WHAT TO PRODUCE »
The records below need to be restated word for word.

Dataset entries
((
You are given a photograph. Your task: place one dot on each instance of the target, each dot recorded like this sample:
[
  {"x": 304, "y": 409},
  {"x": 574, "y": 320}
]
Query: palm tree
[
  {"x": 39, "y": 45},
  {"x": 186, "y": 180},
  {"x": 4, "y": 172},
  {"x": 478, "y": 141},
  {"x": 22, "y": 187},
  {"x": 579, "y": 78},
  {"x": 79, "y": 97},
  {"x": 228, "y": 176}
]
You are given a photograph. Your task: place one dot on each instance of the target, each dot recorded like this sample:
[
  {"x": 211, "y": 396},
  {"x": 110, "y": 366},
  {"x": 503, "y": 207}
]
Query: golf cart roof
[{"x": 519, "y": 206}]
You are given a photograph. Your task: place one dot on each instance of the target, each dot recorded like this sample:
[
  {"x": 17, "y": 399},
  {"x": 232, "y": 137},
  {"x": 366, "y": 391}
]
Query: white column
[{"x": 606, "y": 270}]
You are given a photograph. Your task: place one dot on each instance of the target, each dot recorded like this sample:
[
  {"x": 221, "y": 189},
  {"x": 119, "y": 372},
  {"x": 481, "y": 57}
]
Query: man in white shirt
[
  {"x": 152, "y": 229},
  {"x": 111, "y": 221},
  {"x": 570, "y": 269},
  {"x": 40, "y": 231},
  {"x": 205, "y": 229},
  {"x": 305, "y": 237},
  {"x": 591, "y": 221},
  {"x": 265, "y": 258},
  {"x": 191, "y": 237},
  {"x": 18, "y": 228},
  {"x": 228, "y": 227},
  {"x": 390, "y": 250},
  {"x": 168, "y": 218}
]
))
FINISHED EXERCISE »
You are given a photograph. Your task: place one dot on each instance of the target, each dot recorded like this sample:
[
  {"x": 304, "y": 409},
  {"x": 574, "y": 320}
]
Query: palm tree
[
  {"x": 39, "y": 45},
  {"x": 186, "y": 180},
  {"x": 4, "y": 172},
  {"x": 478, "y": 141},
  {"x": 22, "y": 187},
  {"x": 579, "y": 78},
  {"x": 79, "y": 97},
  {"x": 228, "y": 176}
]
You are given a photograph. Your task: place one dot on each instance of the target, each dot recorded like this sample:
[
  {"x": 211, "y": 396},
  {"x": 110, "y": 366},
  {"x": 503, "y": 207}
]
Query: golf cart roof
[{"x": 519, "y": 206}]
You are given a photograph. Your task: place one dot on each instance of the target, each dot recorded like this sample:
[
  {"x": 17, "y": 399},
  {"x": 232, "y": 137},
  {"x": 366, "y": 391}
]
Query: white column
[{"x": 606, "y": 270}]
You are given a photograph. Your task: place one dot on each instance of the target, each dot recorded like this sample:
[
  {"x": 221, "y": 189},
  {"x": 119, "y": 372},
  {"x": 481, "y": 57}
]
Query: man in white shirt
[
  {"x": 152, "y": 229},
  {"x": 111, "y": 221},
  {"x": 570, "y": 269},
  {"x": 40, "y": 231},
  {"x": 205, "y": 229},
  {"x": 305, "y": 237},
  {"x": 591, "y": 221},
  {"x": 265, "y": 258},
  {"x": 191, "y": 237},
  {"x": 18, "y": 228},
  {"x": 228, "y": 227},
  {"x": 390, "y": 250},
  {"x": 168, "y": 218}
]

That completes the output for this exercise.